#### Required work
Change "orange metal panel" to "red metal panel" in the records from the start through the line containing "M193 81L192 87L191 114L205 114L203 81Z", inclusive, and give those lines again with nothing else altered. Leave the pictures out.

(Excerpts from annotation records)
· · ·

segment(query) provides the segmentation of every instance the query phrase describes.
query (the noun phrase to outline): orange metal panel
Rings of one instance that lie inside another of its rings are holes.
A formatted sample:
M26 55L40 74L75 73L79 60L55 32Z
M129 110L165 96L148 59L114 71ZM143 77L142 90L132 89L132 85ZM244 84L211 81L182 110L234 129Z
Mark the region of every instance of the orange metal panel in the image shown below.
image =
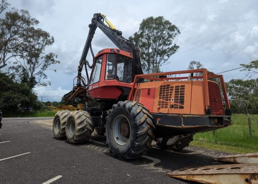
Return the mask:
M190 114L192 94L192 81L175 81L169 107L170 114Z
M146 107L150 113L153 109L155 91L155 88L142 89L140 98L140 103Z
M193 81L192 87L191 114L205 114L203 81Z

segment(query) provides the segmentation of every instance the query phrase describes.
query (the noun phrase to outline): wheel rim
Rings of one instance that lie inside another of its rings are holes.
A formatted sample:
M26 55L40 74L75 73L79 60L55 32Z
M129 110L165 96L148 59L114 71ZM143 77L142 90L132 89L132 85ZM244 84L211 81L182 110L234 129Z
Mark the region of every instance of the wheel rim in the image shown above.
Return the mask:
M55 128L56 129L56 132L58 132L60 129L60 119L57 119L55 122Z
M114 139L117 144L120 146L127 144L131 132L128 119L123 115L117 116L113 123L113 132Z
M72 135L73 134L75 130L75 124L73 120L71 120L69 122L68 126L69 134Z

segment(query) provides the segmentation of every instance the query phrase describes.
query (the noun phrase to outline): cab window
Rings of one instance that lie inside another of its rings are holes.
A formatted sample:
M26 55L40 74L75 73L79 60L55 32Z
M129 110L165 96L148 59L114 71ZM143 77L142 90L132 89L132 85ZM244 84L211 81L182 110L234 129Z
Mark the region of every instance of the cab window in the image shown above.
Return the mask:
M124 56L117 55L116 76L117 80L127 83L132 82L132 59Z
M115 79L115 55L114 54L108 54L107 65L106 66L105 80L110 80Z
M94 66L92 70L92 75L90 85L91 85L100 81L102 60L102 56L98 57L96 59L96 61L95 62L95 65Z

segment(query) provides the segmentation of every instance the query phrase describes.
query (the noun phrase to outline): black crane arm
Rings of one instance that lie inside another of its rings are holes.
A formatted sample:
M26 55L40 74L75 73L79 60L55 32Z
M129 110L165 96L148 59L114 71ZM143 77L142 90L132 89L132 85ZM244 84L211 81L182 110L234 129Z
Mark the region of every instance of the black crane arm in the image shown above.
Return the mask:
M109 26L104 23L104 20ZM119 49L133 54L134 58L133 67L136 68L135 70L135 73L134 74L134 77L136 74L143 74L138 48L133 42L122 36L122 32L117 29L113 24L106 18L105 15L100 13L95 13L92 19L91 23L89 25L89 27L90 28L89 33L78 67L78 76L81 76L81 72L83 65L85 62L87 62L86 57L97 27L100 28ZM94 56L92 56L94 57Z

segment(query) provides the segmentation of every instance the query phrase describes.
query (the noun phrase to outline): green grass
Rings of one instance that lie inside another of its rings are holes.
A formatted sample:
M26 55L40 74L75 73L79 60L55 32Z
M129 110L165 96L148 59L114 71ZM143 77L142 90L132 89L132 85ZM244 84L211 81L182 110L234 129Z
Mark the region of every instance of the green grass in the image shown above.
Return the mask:
M258 119L258 115L252 117ZM196 133L190 145L229 153L258 152L258 124L251 120L252 134L250 135L247 118L244 114L233 114L233 126Z
M51 110L25 111L23 113L4 113L3 117L53 117L55 116L57 111Z

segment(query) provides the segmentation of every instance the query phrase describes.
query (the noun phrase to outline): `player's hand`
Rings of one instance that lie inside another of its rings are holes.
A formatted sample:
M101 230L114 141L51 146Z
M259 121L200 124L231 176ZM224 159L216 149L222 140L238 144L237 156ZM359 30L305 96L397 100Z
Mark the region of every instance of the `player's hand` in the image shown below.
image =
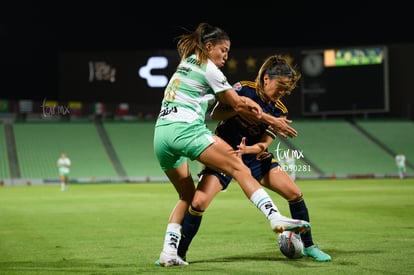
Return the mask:
M292 120L289 120L286 117L274 117L270 126L284 138L296 137L298 132L289 125L291 123Z
M243 137L240 144L237 145L236 156L241 158L246 150L246 137Z

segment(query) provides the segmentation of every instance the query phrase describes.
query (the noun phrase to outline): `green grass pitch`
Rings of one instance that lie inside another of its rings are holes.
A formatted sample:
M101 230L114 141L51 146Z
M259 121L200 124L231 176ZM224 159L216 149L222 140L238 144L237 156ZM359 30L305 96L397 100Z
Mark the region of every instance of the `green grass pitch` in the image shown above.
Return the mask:
M233 182L206 211L186 267L154 265L177 195L168 183L0 187L0 274L412 274L414 179L299 180L314 241L289 260ZM280 211L287 203L270 193Z

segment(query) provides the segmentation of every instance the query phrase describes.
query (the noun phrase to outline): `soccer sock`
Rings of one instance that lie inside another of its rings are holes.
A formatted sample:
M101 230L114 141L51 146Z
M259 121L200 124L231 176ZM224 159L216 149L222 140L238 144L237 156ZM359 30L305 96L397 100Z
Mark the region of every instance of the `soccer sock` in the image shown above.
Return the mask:
M289 209L290 215L293 219L304 220L307 222L310 221L308 208L306 207L306 203L303 199L303 196L300 196L295 200L289 201ZM305 247L313 245L312 233L310 230L306 231L305 233L302 233L300 237Z
M176 255L178 244L181 239L181 224L169 223L165 232L163 251L167 254Z
M257 208L262 211L268 220L271 220L273 217L281 216L279 209L273 203L269 194L263 189L259 188L250 197L250 201L256 205Z
M191 244L194 236L198 232L204 211L194 208L192 205L188 208L184 216L182 237L178 246L178 256L185 259L188 247Z

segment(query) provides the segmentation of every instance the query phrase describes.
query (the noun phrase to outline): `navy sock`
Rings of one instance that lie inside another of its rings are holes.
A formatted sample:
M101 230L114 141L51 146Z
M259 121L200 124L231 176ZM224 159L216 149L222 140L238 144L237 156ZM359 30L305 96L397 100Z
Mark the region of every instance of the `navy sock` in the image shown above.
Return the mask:
M187 250L191 244L191 241L197 234L197 231L200 227L201 219L203 218L203 213L204 211L198 210L191 205L185 213L182 225L181 241L177 251L178 256L180 256L184 260L186 257Z
M306 207L303 196L296 200L289 201L290 215L293 219L310 222L308 208ZM300 235L305 247L313 245L311 230Z

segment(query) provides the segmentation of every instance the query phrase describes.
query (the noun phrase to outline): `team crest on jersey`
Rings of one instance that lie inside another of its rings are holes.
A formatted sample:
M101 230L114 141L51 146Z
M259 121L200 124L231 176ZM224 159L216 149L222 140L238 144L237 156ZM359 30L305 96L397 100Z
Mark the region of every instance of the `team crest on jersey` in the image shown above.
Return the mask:
M237 82L233 85L233 89L236 91L240 91L243 88L243 85L241 85L240 82Z

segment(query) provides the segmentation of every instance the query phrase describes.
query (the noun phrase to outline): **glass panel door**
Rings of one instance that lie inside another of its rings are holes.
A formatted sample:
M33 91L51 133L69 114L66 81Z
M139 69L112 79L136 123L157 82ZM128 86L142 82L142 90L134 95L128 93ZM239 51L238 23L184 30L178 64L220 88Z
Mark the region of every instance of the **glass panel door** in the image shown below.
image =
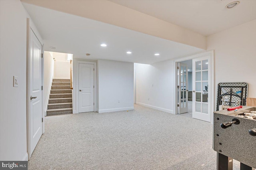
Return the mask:
M178 72L178 113L188 112L188 67L186 64L179 63Z
M193 118L210 121L210 57L193 59Z

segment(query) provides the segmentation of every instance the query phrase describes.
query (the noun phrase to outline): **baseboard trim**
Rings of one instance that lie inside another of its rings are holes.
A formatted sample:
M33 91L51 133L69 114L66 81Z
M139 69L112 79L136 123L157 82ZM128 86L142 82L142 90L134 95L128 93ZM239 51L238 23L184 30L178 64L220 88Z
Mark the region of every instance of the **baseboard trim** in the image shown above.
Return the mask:
M156 110L160 110L160 111L164 111L165 112L169 113L170 113L174 114L173 110L170 110L169 109L164 109L164 108L159 107L158 107L154 106L153 106L150 105L148 104L144 104L142 103L136 102L136 104L139 105L143 106L146 107L148 107L151 108L152 109L155 109Z
M67 79L67 80L70 80L70 78L66 77L65 78L63 78L63 77L54 77L54 78L52 78L53 79Z
M49 99L50 98L50 94L51 93L51 89L52 88L52 76L51 78L51 81L50 83L50 86L48 89L48 92L47 93L47 97L46 98L46 101L45 101L45 105L44 106L44 116L46 116L46 111L47 110L47 108L48 107L48 103L49 103Z
M25 155L25 156L24 156L24 157L23 157L23 158L22 159L22 161L27 161L28 160L28 152L26 153L26 154Z
M102 113L123 111L124 110L134 110L134 107L129 107L116 108L114 109L99 109L98 110L98 112L99 113Z

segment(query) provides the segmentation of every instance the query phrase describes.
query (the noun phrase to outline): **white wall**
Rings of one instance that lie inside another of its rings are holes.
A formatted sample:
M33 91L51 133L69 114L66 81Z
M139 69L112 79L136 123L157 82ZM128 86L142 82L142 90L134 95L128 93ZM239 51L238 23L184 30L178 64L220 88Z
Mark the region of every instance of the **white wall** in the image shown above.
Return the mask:
M70 79L70 78L69 61L54 61L54 78Z
M43 107L45 111L48 104L51 82L54 73L54 61L52 53L44 51L44 99Z
M214 50L215 94L220 82L247 82L248 97L256 98L256 20L209 36Z
M98 69L99 113L134 109L133 63L99 60Z
M27 160L27 14L19 0L0 1L0 160ZM18 87L13 87L13 76Z
M137 104L173 113L173 62L134 64Z

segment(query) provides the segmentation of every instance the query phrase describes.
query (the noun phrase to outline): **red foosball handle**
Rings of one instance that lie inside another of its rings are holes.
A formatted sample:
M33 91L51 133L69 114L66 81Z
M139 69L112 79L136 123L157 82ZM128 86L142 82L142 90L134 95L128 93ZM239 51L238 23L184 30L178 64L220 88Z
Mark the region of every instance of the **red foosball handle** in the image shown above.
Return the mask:
M240 109L240 108L242 108L243 106L239 106L234 107L230 107L228 108L228 111L231 111L231 110L234 110L236 109Z

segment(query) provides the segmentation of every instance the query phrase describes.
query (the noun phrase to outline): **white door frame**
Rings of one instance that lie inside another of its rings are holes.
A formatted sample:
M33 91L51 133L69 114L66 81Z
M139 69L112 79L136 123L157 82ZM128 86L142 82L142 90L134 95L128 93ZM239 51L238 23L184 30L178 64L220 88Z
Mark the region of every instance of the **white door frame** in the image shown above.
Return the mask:
M213 50L208 51L200 53L198 54L194 54L189 56L184 57L177 59L174 60L174 113L175 114L178 114L178 108L177 107L177 100L178 100L178 88L177 88L177 66L178 63L185 61L186 60L190 60L192 59L196 59L197 58L204 57L206 55L210 55L211 58L211 93L212 96L211 97L211 123L213 123L213 112L214 111L214 53Z
M26 78L26 110L27 110L27 150L28 155L28 160L30 158L31 151L30 150L30 30L32 29L34 33L36 36L38 38L39 42L42 45L42 53L44 55L44 43L43 39L40 36L36 26L29 18L27 18L27 78ZM44 60L42 60L42 86L44 84ZM43 96L43 91L42 90L42 96ZM43 107L43 100L42 100L42 117L43 121L42 122L42 133L44 133L44 107Z
M97 104L97 89L98 89L98 86L97 85L97 64L96 62L93 62L91 61L76 61L76 112L77 113L79 113L79 109L78 107L79 104L79 78L78 78L78 74L79 74L79 63L81 64L90 64L94 65L94 70L93 73L93 78L94 81L94 88L93 91L94 96L93 96L93 100L95 104L95 105L94 106L93 110L94 111L97 111L97 106L98 104Z

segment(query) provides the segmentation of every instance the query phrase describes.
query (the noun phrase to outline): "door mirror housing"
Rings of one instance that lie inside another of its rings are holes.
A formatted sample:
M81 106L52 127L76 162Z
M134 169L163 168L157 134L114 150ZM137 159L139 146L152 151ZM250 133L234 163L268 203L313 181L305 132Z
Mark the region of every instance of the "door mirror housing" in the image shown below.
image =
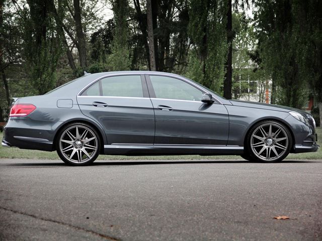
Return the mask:
M201 102L204 103L207 103L208 104L212 104L215 101L212 98L212 95L211 94L205 93L202 95L201 97Z

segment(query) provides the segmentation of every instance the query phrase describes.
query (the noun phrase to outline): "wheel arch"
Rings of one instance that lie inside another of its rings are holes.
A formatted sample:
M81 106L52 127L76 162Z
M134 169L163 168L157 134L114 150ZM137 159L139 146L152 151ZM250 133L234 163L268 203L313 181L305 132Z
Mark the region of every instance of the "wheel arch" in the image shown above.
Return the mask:
M287 128L287 129L288 130L288 131L290 132L290 133L291 134L291 137L292 138L292 146L291 147L291 152L292 152L294 151L294 144L295 143L295 136L294 135L294 133L293 133L293 131L292 130L292 128L291 128L290 126L289 125L289 124L288 123L287 123L287 122L284 121L284 120L279 118L275 118L274 117L270 117L269 118L261 118L261 119L257 119L256 121L255 121L254 122L253 122L251 125L249 126L249 127L248 128L248 129L247 130L246 134L245 135L245 136L244 137L244 151L247 152L248 148L247 148L247 138L248 137L248 136L250 134L250 132L251 131L251 130L252 130L252 129L257 124L258 124L258 123L263 122L263 121L270 121L270 120L273 120L274 122L278 122L279 123L280 123L281 124L283 124L284 126L285 126L285 127L286 127L286 128Z
M55 133L55 136L54 137L53 142L53 151L56 150L56 143L57 142L57 140L58 139L58 133L60 132L60 131L66 127L67 125L71 124L72 123L84 123L85 124L87 124L93 128L94 128L95 131L97 132L99 134L100 140L102 145L101 145L101 150L100 150L100 154L104 154L104 145L106 143L106 138L104 138L104 136L105 135L104 131L102 129L102 128L99 126L96 123L92 122L90 120L84 118L75 118L69 119L68 121L64 122L57 129L56 131L56 133Z

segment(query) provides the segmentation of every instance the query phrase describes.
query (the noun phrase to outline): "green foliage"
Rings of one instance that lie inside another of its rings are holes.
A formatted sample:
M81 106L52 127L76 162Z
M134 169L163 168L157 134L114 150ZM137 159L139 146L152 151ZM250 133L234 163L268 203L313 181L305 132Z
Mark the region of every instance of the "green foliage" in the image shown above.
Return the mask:
M128 46L129 31L126 22L128 16L128 0L113 0L111 3L115 28L108 64L112 71L129 70L131 63Z
M304 67L306 44L299 38L301 26L296 21L295 3L258 0L254 18L262 67L278 86L277 103L301 108L310 77Z
M317 127L320 126L320 111L318 107L313 107L311 110L311 114L313 116Z
M188 30L194 49L190 53L187 74L219 93L222 93L227 51L226 3L192 0L189 11Z
M54 18L42 0L28 1L24 11L23 55L27 78L38 94L55 87L57 64L62 46L56 34Z

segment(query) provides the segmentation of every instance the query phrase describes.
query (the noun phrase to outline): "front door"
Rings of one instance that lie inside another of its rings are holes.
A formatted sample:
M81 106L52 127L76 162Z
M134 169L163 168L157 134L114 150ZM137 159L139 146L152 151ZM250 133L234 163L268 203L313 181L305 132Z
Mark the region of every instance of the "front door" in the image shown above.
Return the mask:
M202 102L204 92L183 80L146 79L155 116L154 145L227 144L229 120L223 104Z
M77 101L83 114L103 127L108 144L153 144L154 114L143 76L103 78Z

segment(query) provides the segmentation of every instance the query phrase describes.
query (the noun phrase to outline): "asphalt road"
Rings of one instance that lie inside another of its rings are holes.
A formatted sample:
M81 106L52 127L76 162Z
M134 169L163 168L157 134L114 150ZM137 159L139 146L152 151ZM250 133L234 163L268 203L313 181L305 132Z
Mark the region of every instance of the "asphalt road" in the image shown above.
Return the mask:
M0 240L322 240L322 160L95 164L0 159Z

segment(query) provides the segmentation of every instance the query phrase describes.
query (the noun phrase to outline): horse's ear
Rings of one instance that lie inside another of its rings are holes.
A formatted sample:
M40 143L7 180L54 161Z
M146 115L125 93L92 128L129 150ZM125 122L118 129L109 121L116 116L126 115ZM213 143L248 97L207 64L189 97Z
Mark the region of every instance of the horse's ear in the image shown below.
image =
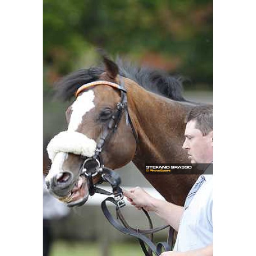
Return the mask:
M117 65L108 58L105 55L102 55L102 58L108 76L110 78L114 79L119 72Z

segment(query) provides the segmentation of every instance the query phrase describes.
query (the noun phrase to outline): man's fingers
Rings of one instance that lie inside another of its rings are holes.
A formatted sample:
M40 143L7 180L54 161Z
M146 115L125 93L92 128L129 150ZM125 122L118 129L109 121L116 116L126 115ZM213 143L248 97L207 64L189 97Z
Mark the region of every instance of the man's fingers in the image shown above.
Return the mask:
M132 193L131 193L131 192L126 190L125 189L122 189L122 192L124 193L124 195L125 195L125 196L126 196L127 198L131 198L131 199L133 199L134 198L134 195L132 194Z

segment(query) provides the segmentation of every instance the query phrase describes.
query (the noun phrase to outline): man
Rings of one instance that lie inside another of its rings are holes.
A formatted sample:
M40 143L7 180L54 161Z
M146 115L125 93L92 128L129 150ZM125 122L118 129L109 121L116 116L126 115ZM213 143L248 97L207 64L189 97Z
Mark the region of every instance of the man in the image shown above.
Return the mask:
M212 106L200 105L188 113L183 148L193 164L213 159ZM154 198L139 187L124 191L131 204L154 212L178 234L173 251L161 256L210 256L212 252L212 175L207 169L194 185L182 207Z

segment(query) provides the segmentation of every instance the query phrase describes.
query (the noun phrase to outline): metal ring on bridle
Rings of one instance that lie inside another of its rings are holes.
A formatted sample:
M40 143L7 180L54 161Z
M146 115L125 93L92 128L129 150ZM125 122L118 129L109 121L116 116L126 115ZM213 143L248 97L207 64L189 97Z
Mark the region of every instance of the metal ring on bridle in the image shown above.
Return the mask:
M87 177L89 175L88 175L88 173L87 172L87 169L84 168L84 164L86 164L89 161L90 161L91 160L96 161L96 162L98 164L98 165L99 166L98 166L99 171L96 172L94 173L93 173L92 174L92 177L94 177L94 176L96 176L99 173L99 172L100 172L100 170L101 170L100 163L99 163L99 161L97 158L96 158L95 159L93 158L92 157L90 157L89 158L87 158L86 159L85 159L85 160L84 160L84 163L83 164L82 174L84 174Z

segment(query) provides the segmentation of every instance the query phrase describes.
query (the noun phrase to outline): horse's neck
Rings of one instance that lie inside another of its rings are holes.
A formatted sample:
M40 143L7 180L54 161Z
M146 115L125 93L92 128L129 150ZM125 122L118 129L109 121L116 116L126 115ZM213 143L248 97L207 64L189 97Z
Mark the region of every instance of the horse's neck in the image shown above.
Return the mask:
M136 86L128 90L128 96L130 115L139 140L133 162L167 200L182 204L198 175L145 175L144 165L190 163L182 147L184 118L192 105L165 98Z

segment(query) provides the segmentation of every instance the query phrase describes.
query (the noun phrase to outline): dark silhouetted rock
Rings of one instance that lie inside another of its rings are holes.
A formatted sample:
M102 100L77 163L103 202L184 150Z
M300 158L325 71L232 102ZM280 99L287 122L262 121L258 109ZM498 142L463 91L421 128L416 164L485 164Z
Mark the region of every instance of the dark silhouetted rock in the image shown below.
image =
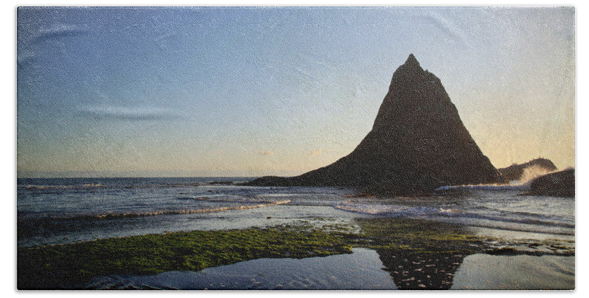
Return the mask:
M353 152L300 176L266 176L246 185L348 186L374 195L411 195L444 185L501 182L439 79L412 54L393 75L372 130Z
M537 158L521 165L514 163L507 168L499 169L498 170L504 179L508 181L511 181L513 180L521 180L524 170L526 169L534 169L537 171L544 171L545 172L544 173L544 174L554 172L557 170L556 166L550 159Z
M525 195L575 196L575 169L567 169L532 180L530 191Z

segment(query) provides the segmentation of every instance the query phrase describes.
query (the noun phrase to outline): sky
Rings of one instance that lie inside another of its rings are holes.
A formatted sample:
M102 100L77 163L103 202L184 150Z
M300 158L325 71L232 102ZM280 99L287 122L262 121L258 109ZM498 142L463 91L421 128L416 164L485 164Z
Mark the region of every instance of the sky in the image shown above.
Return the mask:
M17 171L293 175L351 152L410 53L497 168L575 165L575 11L21 8Z

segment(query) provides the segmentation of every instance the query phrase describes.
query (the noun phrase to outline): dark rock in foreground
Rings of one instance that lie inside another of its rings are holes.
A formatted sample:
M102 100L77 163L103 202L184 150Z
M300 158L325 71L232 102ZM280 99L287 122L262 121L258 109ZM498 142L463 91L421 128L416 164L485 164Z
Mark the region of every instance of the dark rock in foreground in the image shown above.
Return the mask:
M541 176L530 182L531 190L524 195L551 196L575 196L575 169Z
M537 158L536 159L521 165L514 163L507 168L499 169L498 170L504 179L508 181L511 181L512 180L521 180L524 170L534 167L540 170L544 170L547 173L554 172L557 170L556 166L550 159Z
M413 55L393 75L374 125L349 155L290 178L246 185L347 186L380 195L420 195L444 185L503 182L464 127L439 79Z

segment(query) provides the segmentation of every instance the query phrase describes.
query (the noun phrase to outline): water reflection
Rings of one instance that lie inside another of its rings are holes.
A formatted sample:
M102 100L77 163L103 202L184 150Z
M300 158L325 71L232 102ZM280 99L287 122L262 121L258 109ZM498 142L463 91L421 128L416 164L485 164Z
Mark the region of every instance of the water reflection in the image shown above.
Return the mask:
M376 252L399 290L448 290L466 255L411 253L392 249Z
M400 290L447 290L464 258L481 245L468 227L406 219L358 219Z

· · ·

#### Reply to the task
segment(query) provides the segmentation of every instance the query phrase describes.
query (the noun phrase to outline): red metal panel
Rings of one instance that lie inside another of its rings are holes.
A formatted sample:
M26 55L40 74L75 73L79 60L55 32Z
M129 110L165 96L148 59L114 71ZM143 77L142 90L132 89L132 85ZM244 84L211 81L182 110L234 129Z
Mark the region of every instance of the red metal panel in the image shown below.
image =
Return the mask:
M190 114L192 94L192 81L175 81L169 107L170 114Z
M146 107L150 113L153 109L155 91L155 88L142 89L140 98L140 103Z
M193 81L192 87L191 114L205 114L203 81Z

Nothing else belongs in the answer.